═══ SOURCE DATA
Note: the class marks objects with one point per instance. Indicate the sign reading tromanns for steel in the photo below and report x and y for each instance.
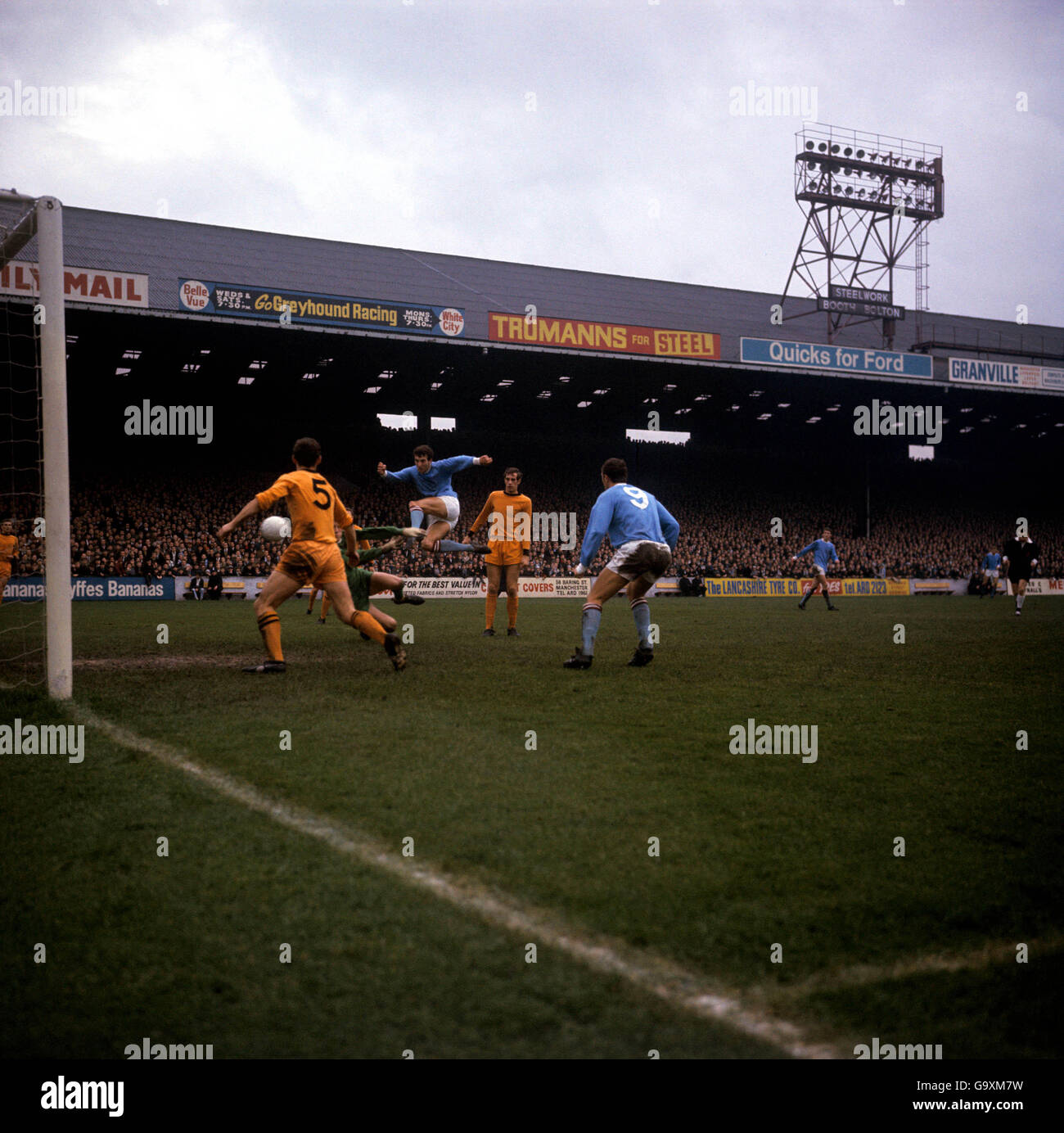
(618, 338)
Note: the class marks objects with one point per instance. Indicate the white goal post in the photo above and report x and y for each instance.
(43, 219)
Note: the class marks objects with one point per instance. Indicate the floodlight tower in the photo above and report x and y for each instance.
(867, 200)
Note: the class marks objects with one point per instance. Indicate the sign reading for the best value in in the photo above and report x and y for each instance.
(616, 338)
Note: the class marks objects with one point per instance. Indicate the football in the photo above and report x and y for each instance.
(276, 528)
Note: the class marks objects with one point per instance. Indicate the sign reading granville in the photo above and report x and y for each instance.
(584, 334)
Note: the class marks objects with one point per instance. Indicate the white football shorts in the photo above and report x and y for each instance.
(640, 557)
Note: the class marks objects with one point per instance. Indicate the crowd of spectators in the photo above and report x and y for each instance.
(159, 527)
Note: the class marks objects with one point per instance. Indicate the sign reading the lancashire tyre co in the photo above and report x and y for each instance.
(305, 307)
(616, 338)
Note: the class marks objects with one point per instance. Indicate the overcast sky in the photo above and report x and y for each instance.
(581, 134)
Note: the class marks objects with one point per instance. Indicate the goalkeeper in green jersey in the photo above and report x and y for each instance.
(364, 584)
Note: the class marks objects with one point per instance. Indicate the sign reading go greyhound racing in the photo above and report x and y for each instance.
(300, 307)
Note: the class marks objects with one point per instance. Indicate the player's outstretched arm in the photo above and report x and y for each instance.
(250, 509)
(670, 527)
(350, 543)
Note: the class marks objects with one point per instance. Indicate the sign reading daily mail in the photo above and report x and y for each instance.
(1005, 375)
(306, 307)
(817, 356)
(79, 285)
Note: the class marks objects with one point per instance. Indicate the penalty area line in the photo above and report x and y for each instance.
(662, 978)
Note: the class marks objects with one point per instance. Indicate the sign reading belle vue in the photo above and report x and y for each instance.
(300, 307)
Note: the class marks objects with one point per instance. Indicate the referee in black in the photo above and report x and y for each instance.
(1021, 555)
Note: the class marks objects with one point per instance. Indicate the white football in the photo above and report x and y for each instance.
(276, 528)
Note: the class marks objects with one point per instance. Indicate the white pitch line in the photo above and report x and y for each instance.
(649, 973)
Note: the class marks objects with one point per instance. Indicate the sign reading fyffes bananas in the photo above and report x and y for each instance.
(615, 338)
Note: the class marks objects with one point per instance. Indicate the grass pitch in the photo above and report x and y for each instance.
(546, 784)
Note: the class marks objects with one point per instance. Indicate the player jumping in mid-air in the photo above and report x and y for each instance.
(992, 562)
(509, 548)
(312, 557)
(1021, 557)
(439, 501)
(642, 536)
(8, 552)
(823, 555)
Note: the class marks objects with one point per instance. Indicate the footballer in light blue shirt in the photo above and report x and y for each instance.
(439, 502)
(823, 555)
(644, 536)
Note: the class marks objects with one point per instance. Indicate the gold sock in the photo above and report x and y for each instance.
(368, 625)
(270, 627)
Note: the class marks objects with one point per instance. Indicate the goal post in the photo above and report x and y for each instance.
(59, 648)
(43, 220)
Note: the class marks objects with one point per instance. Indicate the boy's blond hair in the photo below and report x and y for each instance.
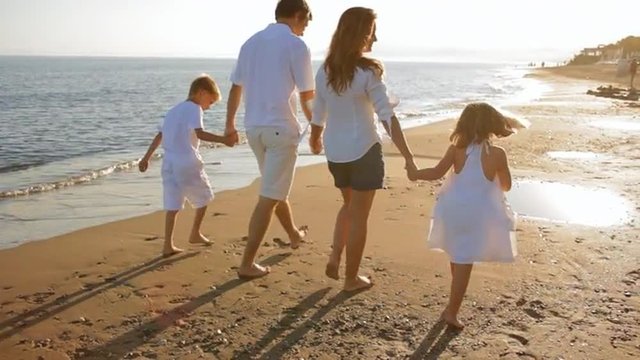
══════
> [HOW TO COMPLETE THIS TASK]
From the first line to the last, output the data exactly, without the pictures.

> [RESULT OF THE EXERCISE]
Note: the class marks objects with one point per instance. Indicate the sign reading tromanns for steel in the photo below and report x and y for each instance.
(618, 338)
Note: the class marks objects with one point per instance. Indicate the white goal post in the photo above and report x and y for each instance.
(43, 219)
Note: the class marks objects with one point per instance. Indicate the floodlight tower in the photo above and report x and y for each instance.
(867, 200)
Note: the class marks objects with one point per instance. Indicate the sign reading for the best value in in the photo above and report x and y for each instance.
(616, 338)
Note: the class marks objects with one point per instance. Indicate the football in the photo above and report x and y for each instance.
(276, 528)
Note: the class marks objects with one point per instance. Indicate the sign reading granville in the photo above and report x and y for each instance.
(584, 334)
Note: the class marks objects with one point per instance. Indicate the white football shorts in the photo above and report x and y for each instance.
(640, 557)
Note: the class marks objects with one point per instance. Indicate the crowd of spectators in the photo above and report x and y for each instance.
(159, 527)
Note: the class marks objects with one point per instance. Indicate the sign reading the lancashire tyre co in the photo above and report x and y for each instance.
(305, 307)
(616, 338)
Note: the class marks objects with one point per instance. Indicate the overcast sky in the photo above and report x and y for each instance.
(581, 134)
Note: the class marks objects with one point per instance. Indicate the goalkeeper in green jersey in the photo above and report x and y for each instance.
(364, 584)
Note: the class marks objects with one point per instance. Indicate the sign reading go greyhound racing in the photo above and report x and y for each instance.
(300, 307)
Note: the class marks objects with one point per instance. Indicate the player's outstretched arm in the photo above and report x and y for each instance.
(250, 509)
(670, 527)
(350, 543)
Note: the class marks objects with one point per instance. Indicate the sign reading daily mail in the photo above and report x and y for each instance.
(1005, 375)
(306, 307)
(817, 356)
(79, 285)
Note: the class marks objects with one point per instance. Indicate the penalty area line in the photo above and report x and y for each instance.
(662, 978)
Note: the class marks objects with one point per instance. Indicate the sign reading belle vue in the photo above and report x and y for each instance.
(300, 307)
Note: the class marks objects with one point per instance. Indicate the referee in black in the photo above and report x and y for each instance.
(1021, 555)
Note: the class marks objects with one point per instance. Indicate the white football in the photo above and report x and y for each instance.
(276, 528)
Note: the class marks objects with one point per instance. Indicate the white pitch line in the photo above and report x and y for each instance.
(649, 973)
Note: the class marks objects with one point per instance. Indicate the sign reading fyffes bananas in the photo above and report x and y for each instance.
(615, 338)
Note: the class marks objects with one point per instance. Indicate the grass pitch in the photo above and report x and y for each instance.
(546, 784)
Note: the class marks objects with one point per instance. Indicate the player jumping in mid-air in the photo above and report x and y for each instance.
(992, 562)
(509, 548)
(312, 557)
(1021, 557)
(439, 501)
(642, 536)
(8, 552)
(823, 555)
Note: the class marks objects with one point per instance. Indicate the footballer in light blue shirt in the photo above and report x and y for each instance.
(439, 502)
(823, 555)
(644, 536)
Note: the class marks objects with one point per instance. Indicate the gold sock in the photo above and report x and y for each instance.
(368, 625)
(270, 627)
Note: the class marks objects with one point per instance. Indicate the goal post in the photo above and report x and y for each instance.
(59, 648)
(43, 220)
Note: the class marks objects with one point per instance. Indicate the boy's blond hair in the photo below and report x and y for each instance.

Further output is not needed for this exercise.